Teri Orr: A blooming contradiction
Damn yellow flowers.
They keep blooming. The pinks… all the lavenders… the red… all to seed now. But the damn yellow ones, the ones I never meant to buy, those are happy and multiplying like dandelions in the spring.
Back in the summer, I purchased a flat of flowers and only two were blooming, vibrant pink. Stock, I think. The rest of the flowers were tight green buds. I planted them all in the front yard in the tiny rock garden under the crab apple tree, next to the lavender plants and pink Echinacea flowers. And the pink flowers flourished. For a very long time the other flowers just didn’t open. Then finally, one by one, they bloomed… yellow.
For non-regular readers of this column I have a thing about yellow. It might be slightly irrational but it is real. Very, very real. I hate that color. (I also don’t like apple pie. Make of this what you will.) In an AP English class in high school, a very, very long time ago, my teacher had us read Robert Penn Warren’s book "All the King’s Men," about dirty politics in the South. One exercise was to go through the book and write down all the references to the color yellow. None of them were sunny or happy. They were body fluids and sallow skin tones, and, well, nothing at all good.

PROBLEM SET
a – Copy everything in the column from "They keep blooming." down to "they bloomed… yellow.".
b – For each statement, answer yes or no according to the column and quote the words that decide it: (i) The two flowers already in bloom at purchase were yellow. (ii) The flowers were planted under a crab apple tree. (iii) The writer likes apple pie.
The rows that come next have no connection to the column above.

MATERIAL SHOWN

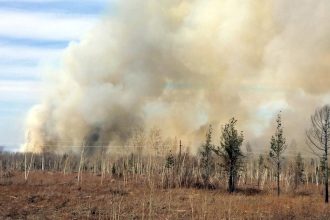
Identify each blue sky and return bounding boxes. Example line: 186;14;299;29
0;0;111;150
---
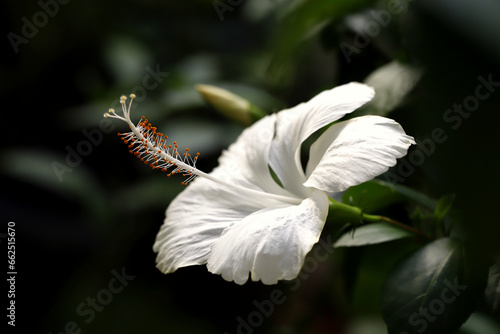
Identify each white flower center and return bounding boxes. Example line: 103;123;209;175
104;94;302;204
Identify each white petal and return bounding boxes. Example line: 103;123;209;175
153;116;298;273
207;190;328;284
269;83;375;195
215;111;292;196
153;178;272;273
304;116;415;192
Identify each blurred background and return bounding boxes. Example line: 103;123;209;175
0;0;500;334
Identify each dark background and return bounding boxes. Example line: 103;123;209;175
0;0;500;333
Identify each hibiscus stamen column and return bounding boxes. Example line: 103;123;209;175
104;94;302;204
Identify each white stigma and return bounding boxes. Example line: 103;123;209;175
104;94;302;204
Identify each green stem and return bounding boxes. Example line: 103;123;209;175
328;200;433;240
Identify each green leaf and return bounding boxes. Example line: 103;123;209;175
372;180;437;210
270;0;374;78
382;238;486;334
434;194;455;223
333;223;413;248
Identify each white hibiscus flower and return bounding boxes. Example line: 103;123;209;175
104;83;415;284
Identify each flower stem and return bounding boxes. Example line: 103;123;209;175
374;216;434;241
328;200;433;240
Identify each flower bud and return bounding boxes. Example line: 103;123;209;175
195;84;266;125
* * *
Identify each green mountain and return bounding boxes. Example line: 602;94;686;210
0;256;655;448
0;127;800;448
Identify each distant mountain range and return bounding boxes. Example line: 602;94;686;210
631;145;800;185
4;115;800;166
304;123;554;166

WRITTEN ANSWERS
a –
They keep blooming. The pinks… all the lavenders… the red… all to seed now. But the damn yellow ones, the ones I never meant to buy, those are happy and multiplying like dandelions in the spring.
Back in the summer, I purchased a flat of flowers and only two were blooming, vibrant pink. Stock, I think. The rest of the flowers were tight green buds. I planted them all in the front yard in the tiny rock garden under the crab apple tree, next to the lavender plants and pink Echinacea flowers. And the pink flowers flourished. For a very long time the other flowers just didn’t open. Then finally, one by one, they bloomed… yellow.

b –
(i) No: "only two were blooming, vibrant pink."
(ii) Yes: "in the tiny rock garden under the crab apple tree"
(iii) No: "I also don’t like apple pie."